## ZADANIE DO WYKONANIA A
Zacytuj dokładnie fragment tekstu od słów „Jak pięknie jest” aż do słów „rano, bliżej szóstej.” włącznie.

## FRAGMENT TEKSTU
------------------------------------------------------------------------

Jak pięknie jest na świecie, gdy śnieg go otula. Niebo jest przeźroczysto-niebieskie, słońce wyłania się zza lekkiej mgły. Taki dzień oderwany jest od rzeczywistości, od tych innych, codziennych. To taka cisza przed burzą. Tylko że nic nie wydarzy się po niej. Burza nastąpiła - 18 stycznia, rano, bliżej szóstej.
(Słońce podczas pierwszej transfuzji krwi Dziadka... Takie było w poniedziałek też...)
Będą mnie nie raz pocieszać płatki śniegu, moje malutkie gwiazdeczki. To pewnie Dziadek wysyła je z nieba, prosząc, bym nie smuciła się. "Ok Dziadku, uśmiechnę się i jeszcze trochę popłaczę. A potem wyjrzę zza okno i popatrzę w niebo".

------------------------------------------------------------------------

## WYODRĘBNIONE REKORDY
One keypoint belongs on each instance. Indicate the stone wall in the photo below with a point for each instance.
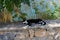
(50, 31)
(31, 34)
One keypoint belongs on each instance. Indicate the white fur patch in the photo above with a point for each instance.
(25, 22)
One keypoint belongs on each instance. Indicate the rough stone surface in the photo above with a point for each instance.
(38, 32)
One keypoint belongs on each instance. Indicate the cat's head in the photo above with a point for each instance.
(25, 22)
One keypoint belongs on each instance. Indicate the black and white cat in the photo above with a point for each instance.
(36, 21)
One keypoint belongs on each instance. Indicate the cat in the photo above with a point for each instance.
(36, 21)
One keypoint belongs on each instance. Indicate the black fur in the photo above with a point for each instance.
(36, 21)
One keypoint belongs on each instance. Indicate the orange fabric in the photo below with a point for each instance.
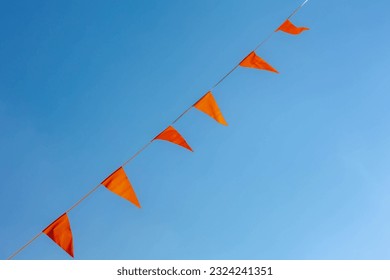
(60, 232)
(254, 61)
(119, 184)
(209, 106)
(170, 134)
(290, 28)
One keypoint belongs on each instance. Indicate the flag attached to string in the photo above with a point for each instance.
(60, 232)
(255, 61)
(170, 134)
(209, 106)
(119, 184)
(290, 28)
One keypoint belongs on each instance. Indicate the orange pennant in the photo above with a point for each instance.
(255, 61)
(290, 28)
(60, 232)
(170, 134)
(119, 184)
(209, 106)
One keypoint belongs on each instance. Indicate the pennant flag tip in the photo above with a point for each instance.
(119, 184)
(209, 106)
(61, 233)
(170, 134)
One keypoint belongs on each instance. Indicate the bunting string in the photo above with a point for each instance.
(60, 231)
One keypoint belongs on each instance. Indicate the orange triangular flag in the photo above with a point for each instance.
(60, 232)
(255, 61)
(170, 134)
(290, 28)
(119, 184)
(209, 106)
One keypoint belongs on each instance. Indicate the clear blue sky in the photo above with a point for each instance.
(301, 172)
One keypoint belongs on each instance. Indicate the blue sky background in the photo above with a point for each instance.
(301, 172)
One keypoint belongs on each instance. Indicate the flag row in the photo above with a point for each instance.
(60, 230)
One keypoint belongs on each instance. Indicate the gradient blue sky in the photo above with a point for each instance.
(301, 172)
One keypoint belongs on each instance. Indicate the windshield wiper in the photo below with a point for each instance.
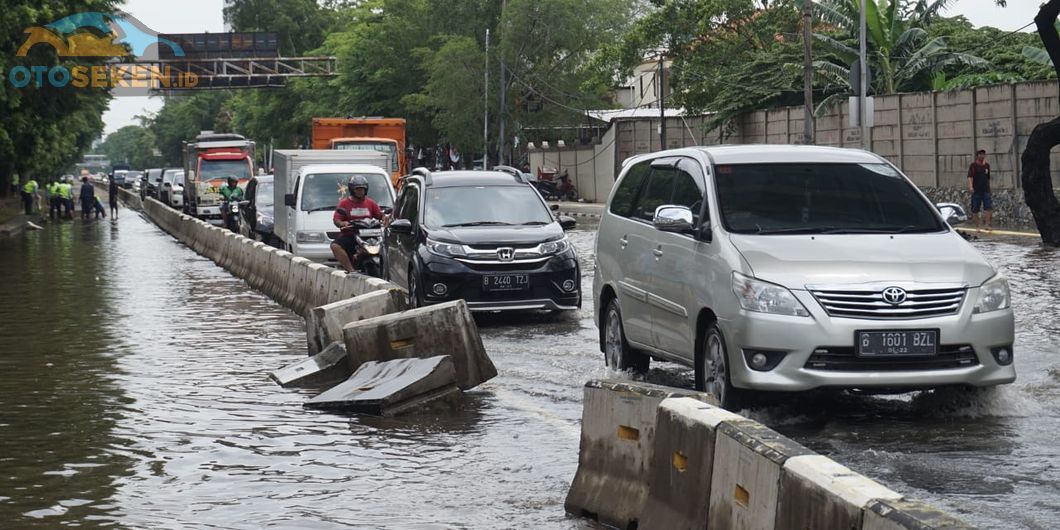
(478, 224)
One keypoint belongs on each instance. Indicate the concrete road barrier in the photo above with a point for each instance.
(745, 486)
(618, 437)
(392, 387)
(323, 324)
(908, 515)
(682, 464)
(816, 492)
(324, 369)
(444, 329)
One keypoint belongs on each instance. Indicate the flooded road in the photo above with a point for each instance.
(134, 393)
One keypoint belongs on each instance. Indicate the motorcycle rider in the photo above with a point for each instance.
(356, 206)
(230, 193)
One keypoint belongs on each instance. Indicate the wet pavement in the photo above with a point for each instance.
(134, 393)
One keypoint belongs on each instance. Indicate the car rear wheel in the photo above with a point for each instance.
(618, 353)
(712, 371)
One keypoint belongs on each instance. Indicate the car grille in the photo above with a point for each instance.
(844, 359)
(870, 303)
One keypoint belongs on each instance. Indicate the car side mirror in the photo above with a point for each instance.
(953, 213)
(567, 223)
(401, 226)
(673, 218)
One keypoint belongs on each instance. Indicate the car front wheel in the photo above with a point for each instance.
(618, 353)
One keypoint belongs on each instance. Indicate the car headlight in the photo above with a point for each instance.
(555, 247)
(993, 295)
(446, 249)
(310, 237)
(764, 297)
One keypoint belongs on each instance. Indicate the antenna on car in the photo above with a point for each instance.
(425, 173)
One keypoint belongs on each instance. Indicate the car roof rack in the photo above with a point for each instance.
(511, 171)
(425, 173)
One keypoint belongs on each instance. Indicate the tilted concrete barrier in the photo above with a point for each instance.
(445, 329)
(682, 463)
(324, 324)
(618, 433)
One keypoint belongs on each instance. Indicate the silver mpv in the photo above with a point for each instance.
(787, 268)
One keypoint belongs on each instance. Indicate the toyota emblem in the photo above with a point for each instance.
(894, 296)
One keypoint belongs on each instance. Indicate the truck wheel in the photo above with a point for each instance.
(618, 353)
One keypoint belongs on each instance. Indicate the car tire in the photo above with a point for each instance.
(712, 371)
(617, 352)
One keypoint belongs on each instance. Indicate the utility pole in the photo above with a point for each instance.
(501, 140)
(863, 96)
(808, 125)
(661, 101)
(486, 105)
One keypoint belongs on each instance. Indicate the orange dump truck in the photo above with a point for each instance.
(386, 135)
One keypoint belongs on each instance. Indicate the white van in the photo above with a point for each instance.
(784, 268)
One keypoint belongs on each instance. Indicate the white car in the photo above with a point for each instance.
(788, 268)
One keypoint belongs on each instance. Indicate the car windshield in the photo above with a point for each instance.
(483, 206)
(210, 170)
(820, 198)
(380, 146)
(322, 191)
(264, 195)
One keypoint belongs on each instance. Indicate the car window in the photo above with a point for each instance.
(820, 197)
(410, 204)
(621, 204)
(656, 193)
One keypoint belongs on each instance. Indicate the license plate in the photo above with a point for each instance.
(506, 282)
(875, 343)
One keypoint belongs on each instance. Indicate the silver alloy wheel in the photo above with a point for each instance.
(713, 369)
(613, 338)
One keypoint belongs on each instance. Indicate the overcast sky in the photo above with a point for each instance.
(196, 16)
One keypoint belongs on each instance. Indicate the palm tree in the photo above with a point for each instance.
(901, 55)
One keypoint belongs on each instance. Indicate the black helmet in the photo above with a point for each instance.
(357, 181)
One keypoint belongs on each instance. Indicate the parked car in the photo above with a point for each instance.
(172, 190)
(791, 268)
(258, 211)
(148, 186)
(486, 236)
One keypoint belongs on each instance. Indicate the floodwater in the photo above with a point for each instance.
(134, 393)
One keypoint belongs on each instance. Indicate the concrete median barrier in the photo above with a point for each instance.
(816, 492)
(444, 329)
(908, 515)
(323, 324)
(745, 484)
(392, 387)
(617, 442)
(682, 463)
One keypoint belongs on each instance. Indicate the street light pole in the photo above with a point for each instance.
(863, 95)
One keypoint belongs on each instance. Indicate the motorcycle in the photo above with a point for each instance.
(231, 215)
(369, 236)
(555, 186)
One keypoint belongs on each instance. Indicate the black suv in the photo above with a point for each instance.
(486, 236)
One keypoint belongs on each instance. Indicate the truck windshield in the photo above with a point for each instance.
(820, 198)
(387, 147)
(482, 206)
(210, 170)
(322, 191)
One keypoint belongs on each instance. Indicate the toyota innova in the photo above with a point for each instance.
(788, 268)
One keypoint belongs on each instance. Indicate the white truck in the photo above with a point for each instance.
(308, 184)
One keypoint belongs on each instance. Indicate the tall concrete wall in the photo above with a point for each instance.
(931, 136)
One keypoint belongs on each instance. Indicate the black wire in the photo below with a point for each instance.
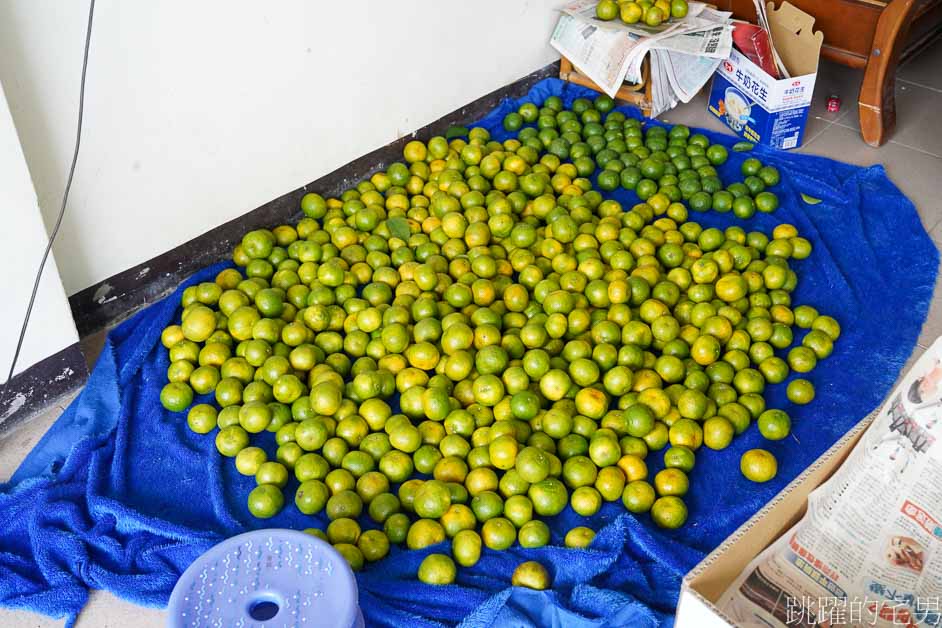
(65, 196)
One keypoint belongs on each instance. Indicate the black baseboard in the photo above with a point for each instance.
(39, 385)
(107, 302)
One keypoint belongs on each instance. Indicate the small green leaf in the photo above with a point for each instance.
(456, 131)
(399, 228)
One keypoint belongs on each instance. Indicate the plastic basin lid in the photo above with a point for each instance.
(270, 578)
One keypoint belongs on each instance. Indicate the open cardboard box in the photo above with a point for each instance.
(763, 109)
(707, 582)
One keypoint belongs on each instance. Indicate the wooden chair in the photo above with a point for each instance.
(874, 35)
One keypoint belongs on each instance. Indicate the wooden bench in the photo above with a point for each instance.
(874, 35)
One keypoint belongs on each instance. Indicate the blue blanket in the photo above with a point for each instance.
(121, 495)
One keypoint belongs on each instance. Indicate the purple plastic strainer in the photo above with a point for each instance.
(267, 578)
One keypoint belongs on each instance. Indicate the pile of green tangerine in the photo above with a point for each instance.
(469, 341)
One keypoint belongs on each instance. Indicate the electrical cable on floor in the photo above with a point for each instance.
(65, 196)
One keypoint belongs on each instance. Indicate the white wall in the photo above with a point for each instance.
(22, 241)
(197, 112)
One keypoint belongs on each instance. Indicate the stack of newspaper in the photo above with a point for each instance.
(684, 53)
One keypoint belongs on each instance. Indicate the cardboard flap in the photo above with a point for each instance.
(793, 36)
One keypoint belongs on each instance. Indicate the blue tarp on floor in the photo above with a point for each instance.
(121, 495)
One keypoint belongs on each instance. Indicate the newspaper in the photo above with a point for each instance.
(602, 55)
(869, 549)
(611, 53)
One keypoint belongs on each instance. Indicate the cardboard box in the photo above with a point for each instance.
(760, 108)
(707, 582)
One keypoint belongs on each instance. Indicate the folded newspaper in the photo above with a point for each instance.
(869, 550)
(683, 53)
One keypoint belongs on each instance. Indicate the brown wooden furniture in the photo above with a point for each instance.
(638, 94)
(874, 35)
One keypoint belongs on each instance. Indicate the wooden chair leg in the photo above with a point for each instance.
(877, 102)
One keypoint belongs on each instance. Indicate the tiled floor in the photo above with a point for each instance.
(913, 159)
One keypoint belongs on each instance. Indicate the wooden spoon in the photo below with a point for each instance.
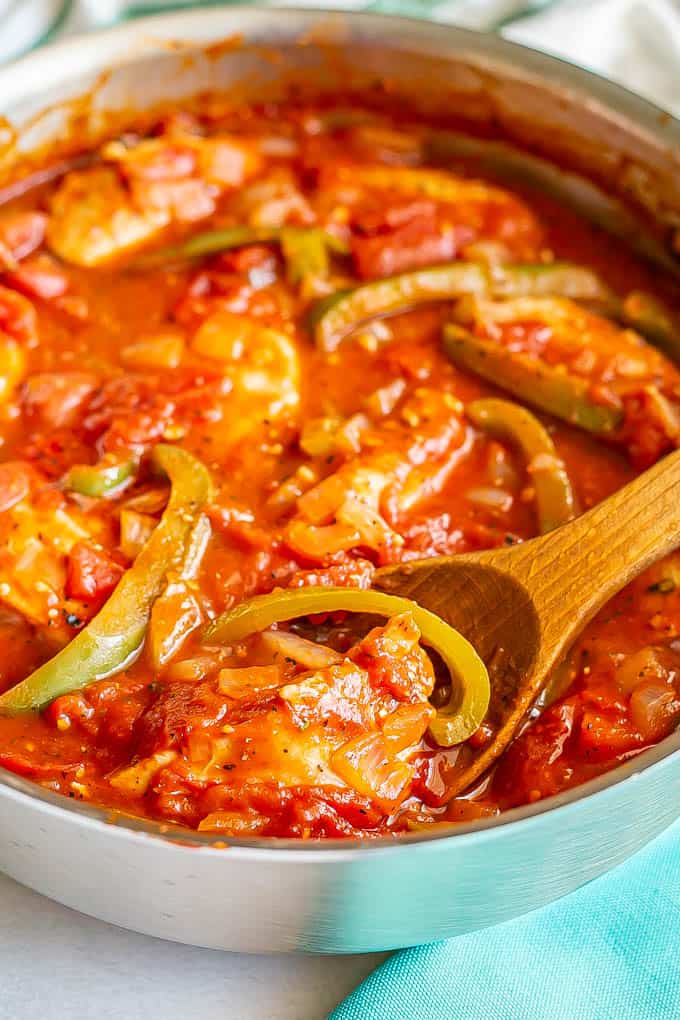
(521, 607)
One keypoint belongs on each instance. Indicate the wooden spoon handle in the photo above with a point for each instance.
(571, 572)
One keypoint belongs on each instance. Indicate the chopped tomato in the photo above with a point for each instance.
(92, 573)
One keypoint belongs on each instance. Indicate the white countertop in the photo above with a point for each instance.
(57, 964)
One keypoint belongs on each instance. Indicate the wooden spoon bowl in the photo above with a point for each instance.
(522, 607)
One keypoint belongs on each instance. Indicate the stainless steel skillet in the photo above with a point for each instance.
(266, 896)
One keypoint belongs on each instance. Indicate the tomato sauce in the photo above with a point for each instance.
(326, 464)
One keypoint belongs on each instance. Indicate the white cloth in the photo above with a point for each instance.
(635, 42)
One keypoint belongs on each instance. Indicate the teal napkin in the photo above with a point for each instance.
(610, 951)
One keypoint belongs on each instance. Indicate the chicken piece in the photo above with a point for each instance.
(106, 211)
(263, 369)
(338, 727)
(94, 219)
(273, 201)
(36, 537)
(402, 463)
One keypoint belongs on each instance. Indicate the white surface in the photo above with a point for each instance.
(57, 964)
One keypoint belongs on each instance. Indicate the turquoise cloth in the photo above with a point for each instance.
(609, 952)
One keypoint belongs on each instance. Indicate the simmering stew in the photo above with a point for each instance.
(246, 359)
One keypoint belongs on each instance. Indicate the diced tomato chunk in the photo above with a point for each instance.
(22, 233)
(607, 734)
(418, 243)
(56, 398)
(92, 573)
(39, 276)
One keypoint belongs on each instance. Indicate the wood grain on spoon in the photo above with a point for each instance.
(522, 607)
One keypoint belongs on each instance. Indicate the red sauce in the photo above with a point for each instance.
(104, 354)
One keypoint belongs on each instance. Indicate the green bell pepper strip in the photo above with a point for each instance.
(528, 378)
(111, 641)
(341, 313)
(99, 480)
(506, 420)
(455, 721)
(648, 316)
(306, 253)
(214, 242)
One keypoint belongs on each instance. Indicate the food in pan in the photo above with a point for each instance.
(246, 359)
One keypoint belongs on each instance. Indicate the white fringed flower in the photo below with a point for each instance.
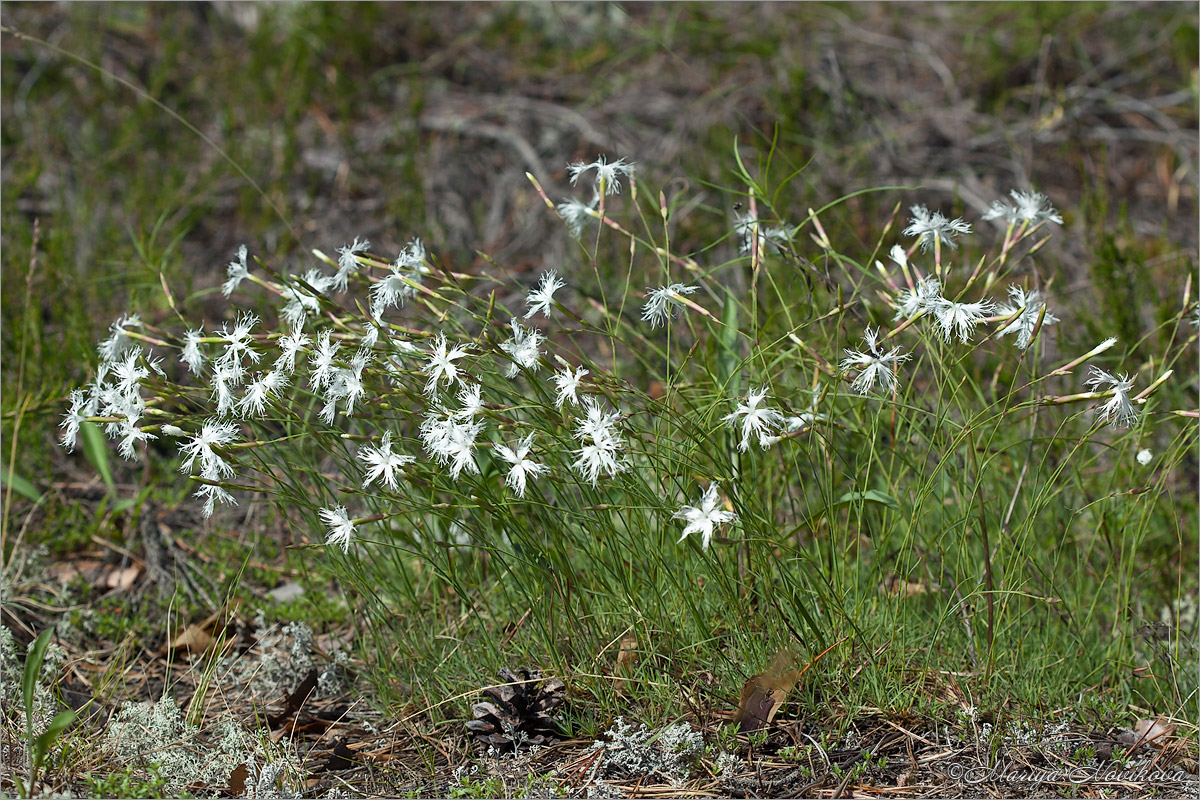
(237, 272)
(567, 384)
(522, 468)
(541, 299)
(876, 367)
(1120, 408)
(382, 462)
(341, 527)
(1030, 206)
(663, 302)
(960, 318)
(930, 228)
(441, 367)
(348, 262)
(755, 420)
(1030, 306)
(607, 180)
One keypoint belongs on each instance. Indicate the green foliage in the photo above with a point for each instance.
(40, 745)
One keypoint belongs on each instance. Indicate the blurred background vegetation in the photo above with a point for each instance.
(319, 122)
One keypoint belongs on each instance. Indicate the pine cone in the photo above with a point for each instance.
(519, 714)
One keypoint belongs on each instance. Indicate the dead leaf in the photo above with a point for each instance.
(198, 637)
(342, 758)
(123, 579)
(295, 699)
(1152, 732)
(763, 695)
(96, 573)
(625, 657)
(894, 585)
(195, 639)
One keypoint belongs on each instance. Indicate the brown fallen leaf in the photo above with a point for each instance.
(198, 637)
(763, 695)
(1152, 732)
(195, 639)
(894, 585)
(96, 573)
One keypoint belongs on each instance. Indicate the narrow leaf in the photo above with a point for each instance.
(33, 669)
(96, 452)
(42, 744)
(869, 495)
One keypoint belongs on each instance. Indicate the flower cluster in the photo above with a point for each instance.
(364, 380)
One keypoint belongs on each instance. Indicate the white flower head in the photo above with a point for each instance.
(541, 299)
(341, 527)
(567, 384)
(607, 180)
(238, 271)
(960, 318)
(876, 367)
(601, 443)
(703, 518)
(924, 298)
(118, 340)
(523, 468)
(130, 372)
(382, 462)
(322, 361)
(131, 434)
(755, 420)
(779, 238)
(214, 433)
(575, 214)
(346, 384)
(210, 494)
(301, 301)
(1030, 306)
(76, 415)
(522, 348)
(401, 282)
(291, 344)
(238, 341)
(1120, 408)
(348, 262)
(663, 302)
(1030, 206)
(451, 441)
(259, 391)
(931, 227)
(441, 366)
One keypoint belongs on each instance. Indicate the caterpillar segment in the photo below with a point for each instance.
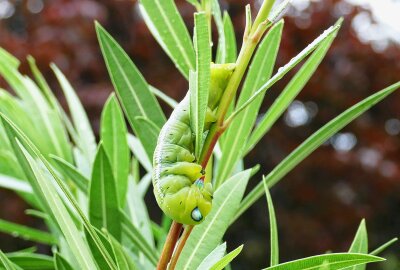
(178, 182)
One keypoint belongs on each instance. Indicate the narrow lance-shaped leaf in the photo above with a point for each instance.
(132, 90)
(86, 140)
(313, 142)
(207, 235)
(12, 183)
(333, 261)
(137, 210)
(214, 257)
(27, 233)
(200, 86)
(51, 98)
(136, 237)
(282, 71)
(72, 173)
(60, 213)
(31, 261)
(13, 132)
(274, 260)
(123, 259)
(230, 40)
(259, 72)
(114, 137)
(360, 244)
(139, 152)
(221, 264)
(383, 247)
(168, 28)
(61, 263)
(289, 93)
(167, 99)
(103, 201)
(221, 49)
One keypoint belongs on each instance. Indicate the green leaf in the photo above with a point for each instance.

------------------------------------------------------------------------

## ZADANIE DO WYKONANIA B
Które wiersze rekordów zawierają słowo „wooden”? Pokaż je wszystkie, pamiętając, że wielkość liter ma znaczenie.

## POPRAWNA ODPOWIEDŹ A
Jak pięknie jest na świecie, gdy śnieg go otula. Niebo jest przeźroczysto-niebieskie, słońce wyłania się zza lekkiej mgły. Taki dzień oderwany jest od rzeczywistości, od tych innych, codziennych. To taka cisza przed burzą. Tylko że nic nie wydarzy się po niej. Burza nastąpiła - 18 stycznia, rano, bliżej szóstej.

## POPRAWNA ODPOWIEDŹ B
One keypoint belongs on each instance. Indicate the wooden chair in the photo above with a point for each instance.
One keypoint belongs on each instance. Indicate the wooden bench in the photo above with a point for each instance.
One keypoint belongs on each instance. Indicate the brown wooden furniture in the photo above with a point for each instance.
One keypoint belongs on each instance. Indicate the wooden chair leg in the photo above with a point for each instance.
One keypoint belongs on each instance. Indicate the wooden spoon in the photo below with a point for each instance.
One keypoint belongs on each instance. Indicate the wooden spoon handle in the photo above with a point for each instance.
One keypoint belongs on each instance. Indicate the wooden spoon bowl in the photo above with a point for each instance.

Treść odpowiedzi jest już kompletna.